Extract to read:
Chef Douglas Rodriguez sits at his restaurant DeRodriguez Cuba in South Beach. (Photo by MICHAEL HERB/204 Studios)
Back in the day, when I first met chef Douglas Rodríguez, he was doing improv at a Lincoln Road, Miami Beach, spot called the Wet Paint Café. Of course, instead of making jokes he made yuca, and instead of serving up punchlines he served up plantains.
Gussied-up yuca and plantains, that is.
This was 1988 and the 20-something Cuban-American kid with a culinary degree from Johnson & Wales in Providence, R.I., was concocting some crazy dishes for the day, pairing ingredients foreign to the Cuban vernacular. Green plantain linguini with bacon-sherry-shallot cream sauce?
Sure, if you closed your eyes, you might find it tasted as comforting and rich as a traditional Cuban fufú of mashed green plantains and pork rinds. But I guarantee that no shallot had dared to venture into the kitchens of Little Havana. And no self-respecting Cuban black bean would have been caught dead as a flavoring agent in pasta, much less one bathed in red pepper leek sauce.

Input for this task:
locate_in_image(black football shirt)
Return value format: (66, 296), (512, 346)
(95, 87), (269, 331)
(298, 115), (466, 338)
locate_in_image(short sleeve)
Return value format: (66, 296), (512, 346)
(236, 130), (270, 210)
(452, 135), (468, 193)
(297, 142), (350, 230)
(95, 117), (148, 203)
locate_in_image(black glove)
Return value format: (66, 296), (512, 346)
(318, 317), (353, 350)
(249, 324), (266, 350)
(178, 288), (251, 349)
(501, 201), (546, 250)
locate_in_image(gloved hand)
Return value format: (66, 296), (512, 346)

Set tasks:
A: Reproduce the piece about chef Douglas Rodríguez word for word, from start to finish.
B: Duplicate the entries exactly, beginning at the line that has "locate_in_image(black glove)" and stopping after the final line of the entries.

Answers below:
A:
Chef Douglas Rodriguez sits at his restaurant DeRodriguez Cuba in South Beach. (Photo by MICHAEL HERB/204 Studios)
Back in the day, when I first met chef Douglas Rodríguez, he was doing improv at a Lincoln Road, Miami Beach, spot called the Wet Paint Café. Of course, instead of making jokes he made yuca, and instead of serving up punchlines he served up plantains.
Gussied-up yuca and plantains, that is.
This was 1988 and the 20-something Cuban-American kid with a culinary degree from Johnson & Wales in Providence, R.I., was concocting some crazy dishes for the day, pairing ingredients foreign to the Cuban vernacular. Green plantain linguini with bacon-sherry-shallot cream sauce?
Sure, if you closed your eyes, you might find it tasted as comforting and rich as a traditional Cuban fufú of mashed green plantains and pork rinds. But I guarantee that no shallot had dared to venture into the kitchens of Little Havana. And no self-respecting Cuban black bean would have been caught dead as a flavoring agent in pasta, much less one bathed in red pepper leek sauce.

B:
locate_in_image(black glove)
Return value format: (66, 296), (512, 346)
(318, 317), (353, 350)
(249, 324), (266, 350)
(178, 288), (251, 349)
(501, 201), (546, 250)
locate_in_image(gloved hand)
Return value format: (66, 296), (512, 346)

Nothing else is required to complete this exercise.